Task statement:
Copy out every line of the records below that contains the word "concrete", matching case exactly.

Raw data:
— BEGIN —

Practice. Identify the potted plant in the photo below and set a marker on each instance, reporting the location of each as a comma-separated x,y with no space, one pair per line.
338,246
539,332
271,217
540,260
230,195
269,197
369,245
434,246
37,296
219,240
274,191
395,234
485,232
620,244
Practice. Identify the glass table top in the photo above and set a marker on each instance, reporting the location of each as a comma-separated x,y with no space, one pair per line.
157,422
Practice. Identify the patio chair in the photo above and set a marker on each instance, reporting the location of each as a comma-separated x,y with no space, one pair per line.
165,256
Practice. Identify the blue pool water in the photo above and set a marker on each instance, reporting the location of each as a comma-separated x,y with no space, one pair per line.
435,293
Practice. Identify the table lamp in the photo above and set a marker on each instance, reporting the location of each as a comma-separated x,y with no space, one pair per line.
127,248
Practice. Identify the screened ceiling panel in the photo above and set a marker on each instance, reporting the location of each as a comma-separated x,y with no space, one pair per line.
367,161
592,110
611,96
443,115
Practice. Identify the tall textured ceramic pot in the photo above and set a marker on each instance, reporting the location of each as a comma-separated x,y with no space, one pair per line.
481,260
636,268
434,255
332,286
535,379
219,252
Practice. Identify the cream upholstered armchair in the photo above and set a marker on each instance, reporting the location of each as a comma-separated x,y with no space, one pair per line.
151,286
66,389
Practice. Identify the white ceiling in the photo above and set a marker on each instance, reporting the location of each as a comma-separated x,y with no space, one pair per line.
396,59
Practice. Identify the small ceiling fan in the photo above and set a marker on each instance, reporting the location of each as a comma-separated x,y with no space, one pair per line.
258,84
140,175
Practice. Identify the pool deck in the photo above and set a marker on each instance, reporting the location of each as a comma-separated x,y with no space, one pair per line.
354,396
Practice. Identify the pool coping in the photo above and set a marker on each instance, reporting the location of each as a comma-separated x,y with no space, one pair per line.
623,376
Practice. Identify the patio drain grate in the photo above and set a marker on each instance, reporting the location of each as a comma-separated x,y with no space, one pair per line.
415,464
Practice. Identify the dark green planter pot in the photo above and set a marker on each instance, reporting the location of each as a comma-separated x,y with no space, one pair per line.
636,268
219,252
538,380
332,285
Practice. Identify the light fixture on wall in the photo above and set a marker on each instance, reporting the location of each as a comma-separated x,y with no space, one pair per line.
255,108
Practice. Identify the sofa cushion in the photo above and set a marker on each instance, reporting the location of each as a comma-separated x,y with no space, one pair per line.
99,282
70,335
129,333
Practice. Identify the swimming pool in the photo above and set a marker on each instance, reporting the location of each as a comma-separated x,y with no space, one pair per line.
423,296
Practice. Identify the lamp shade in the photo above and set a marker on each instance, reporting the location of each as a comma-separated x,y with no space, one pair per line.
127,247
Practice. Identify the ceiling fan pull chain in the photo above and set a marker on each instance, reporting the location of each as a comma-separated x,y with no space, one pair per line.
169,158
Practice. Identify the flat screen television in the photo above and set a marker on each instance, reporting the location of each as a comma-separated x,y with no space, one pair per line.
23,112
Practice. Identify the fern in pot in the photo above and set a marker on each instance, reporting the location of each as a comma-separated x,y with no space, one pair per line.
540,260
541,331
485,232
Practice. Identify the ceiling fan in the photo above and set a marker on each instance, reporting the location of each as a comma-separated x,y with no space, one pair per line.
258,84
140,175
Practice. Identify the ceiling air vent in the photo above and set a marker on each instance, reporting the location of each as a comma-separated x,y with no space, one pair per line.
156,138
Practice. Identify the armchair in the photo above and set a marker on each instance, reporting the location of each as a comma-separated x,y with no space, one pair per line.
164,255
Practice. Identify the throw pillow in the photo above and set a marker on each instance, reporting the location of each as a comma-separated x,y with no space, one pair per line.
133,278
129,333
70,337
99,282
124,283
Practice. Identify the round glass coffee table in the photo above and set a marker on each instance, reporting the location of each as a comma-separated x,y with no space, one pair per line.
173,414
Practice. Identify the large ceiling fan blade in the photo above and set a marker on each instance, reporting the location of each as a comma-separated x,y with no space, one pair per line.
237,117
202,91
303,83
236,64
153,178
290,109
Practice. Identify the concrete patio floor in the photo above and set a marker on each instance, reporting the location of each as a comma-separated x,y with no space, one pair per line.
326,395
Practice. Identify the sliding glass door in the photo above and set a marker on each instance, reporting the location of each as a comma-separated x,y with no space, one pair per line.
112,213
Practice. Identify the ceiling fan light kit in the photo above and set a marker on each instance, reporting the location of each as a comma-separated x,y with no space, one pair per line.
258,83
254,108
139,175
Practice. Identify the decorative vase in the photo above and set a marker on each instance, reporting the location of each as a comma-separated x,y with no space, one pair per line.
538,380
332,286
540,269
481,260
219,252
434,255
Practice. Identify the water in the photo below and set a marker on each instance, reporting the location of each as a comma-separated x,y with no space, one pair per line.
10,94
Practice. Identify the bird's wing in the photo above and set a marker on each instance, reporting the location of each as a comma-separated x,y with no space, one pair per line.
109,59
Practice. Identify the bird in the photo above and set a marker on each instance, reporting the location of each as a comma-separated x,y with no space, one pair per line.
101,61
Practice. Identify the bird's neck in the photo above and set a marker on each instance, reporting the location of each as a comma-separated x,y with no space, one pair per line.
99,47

— END —
— BEGIN —

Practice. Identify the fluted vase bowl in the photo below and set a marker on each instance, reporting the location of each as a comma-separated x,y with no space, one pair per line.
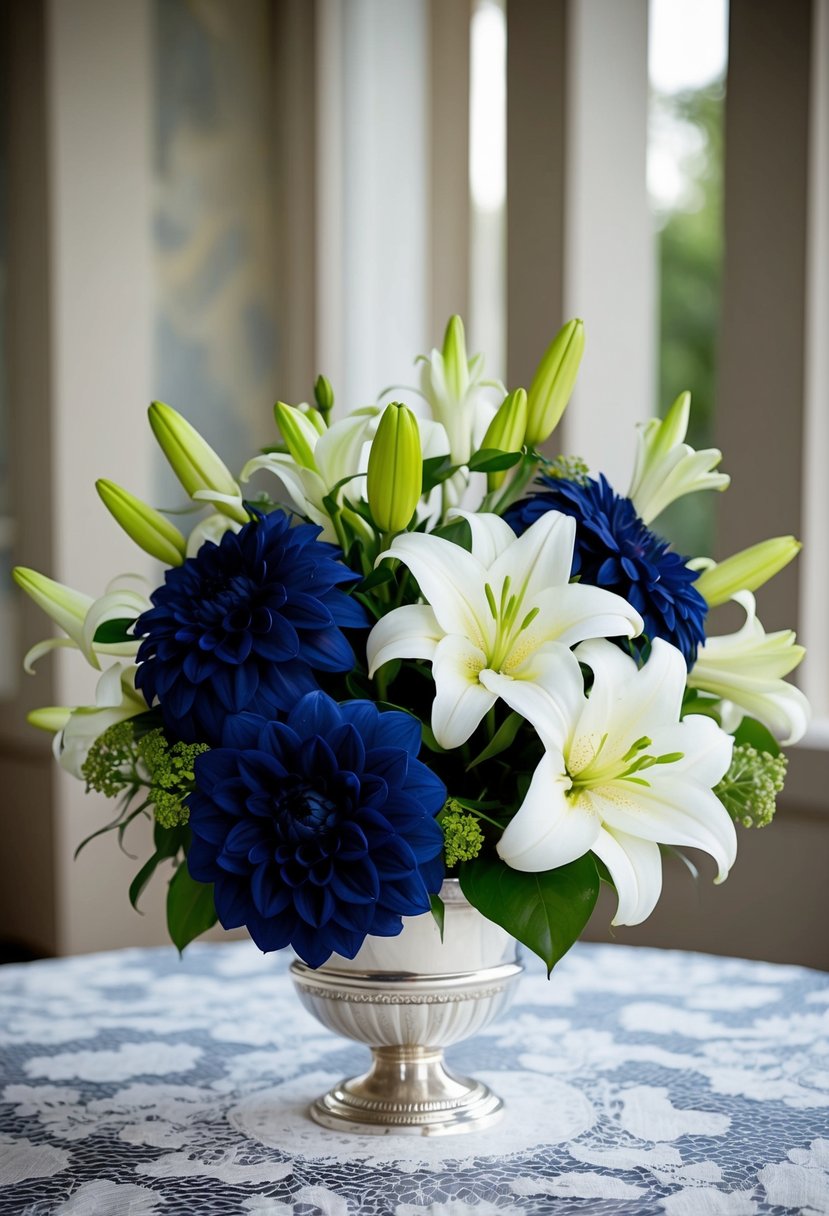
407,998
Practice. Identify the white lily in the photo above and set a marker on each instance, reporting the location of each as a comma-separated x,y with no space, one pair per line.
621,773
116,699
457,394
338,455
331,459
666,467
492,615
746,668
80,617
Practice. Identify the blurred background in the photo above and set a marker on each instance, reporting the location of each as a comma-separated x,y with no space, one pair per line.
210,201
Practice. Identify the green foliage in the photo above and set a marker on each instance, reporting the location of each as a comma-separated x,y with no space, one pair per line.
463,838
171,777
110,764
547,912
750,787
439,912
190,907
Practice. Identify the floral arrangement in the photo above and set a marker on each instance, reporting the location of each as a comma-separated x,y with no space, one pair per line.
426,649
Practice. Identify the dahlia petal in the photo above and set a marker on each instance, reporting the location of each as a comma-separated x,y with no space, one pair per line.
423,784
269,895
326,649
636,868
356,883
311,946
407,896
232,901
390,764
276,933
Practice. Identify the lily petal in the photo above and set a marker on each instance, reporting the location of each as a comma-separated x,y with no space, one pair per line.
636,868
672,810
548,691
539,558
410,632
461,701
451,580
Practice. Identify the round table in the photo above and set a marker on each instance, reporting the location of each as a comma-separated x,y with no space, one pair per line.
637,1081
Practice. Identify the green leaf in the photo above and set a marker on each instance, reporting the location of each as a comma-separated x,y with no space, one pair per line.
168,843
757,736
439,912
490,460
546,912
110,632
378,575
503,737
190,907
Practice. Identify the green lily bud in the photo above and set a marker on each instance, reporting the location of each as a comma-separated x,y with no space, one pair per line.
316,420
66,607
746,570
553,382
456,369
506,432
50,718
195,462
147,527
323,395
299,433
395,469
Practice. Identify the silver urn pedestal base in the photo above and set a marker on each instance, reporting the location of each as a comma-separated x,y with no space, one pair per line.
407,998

— END —
— BEGIN —

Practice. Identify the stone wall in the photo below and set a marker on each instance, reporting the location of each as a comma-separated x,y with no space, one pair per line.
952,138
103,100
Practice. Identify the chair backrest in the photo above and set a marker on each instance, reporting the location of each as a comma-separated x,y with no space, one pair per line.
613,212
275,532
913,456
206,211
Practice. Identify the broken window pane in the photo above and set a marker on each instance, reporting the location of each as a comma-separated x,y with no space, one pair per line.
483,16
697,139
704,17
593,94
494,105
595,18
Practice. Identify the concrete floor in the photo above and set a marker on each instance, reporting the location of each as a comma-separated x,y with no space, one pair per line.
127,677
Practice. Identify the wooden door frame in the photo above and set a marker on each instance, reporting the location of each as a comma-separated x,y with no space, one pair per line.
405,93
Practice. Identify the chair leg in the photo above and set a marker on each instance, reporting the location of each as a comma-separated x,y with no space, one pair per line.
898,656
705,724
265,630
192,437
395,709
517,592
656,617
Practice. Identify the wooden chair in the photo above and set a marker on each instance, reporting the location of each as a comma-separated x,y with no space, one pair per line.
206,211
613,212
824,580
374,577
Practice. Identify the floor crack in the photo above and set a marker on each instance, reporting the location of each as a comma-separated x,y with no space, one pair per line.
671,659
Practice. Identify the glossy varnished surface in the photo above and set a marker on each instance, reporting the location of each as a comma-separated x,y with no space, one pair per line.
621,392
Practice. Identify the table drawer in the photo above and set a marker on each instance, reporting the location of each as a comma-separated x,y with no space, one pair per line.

— END —

Full output:
Practice. Identify the concrete patio floor in the photo above and set a marker on each instance, reporting the location of each as a comma-separated x,y with no space, one pair per line.
Practice. Identify the concrete floor in the photo above and set a marker on each instance, reporting the location of each as a comma-separated x,y with no space, one pair per line.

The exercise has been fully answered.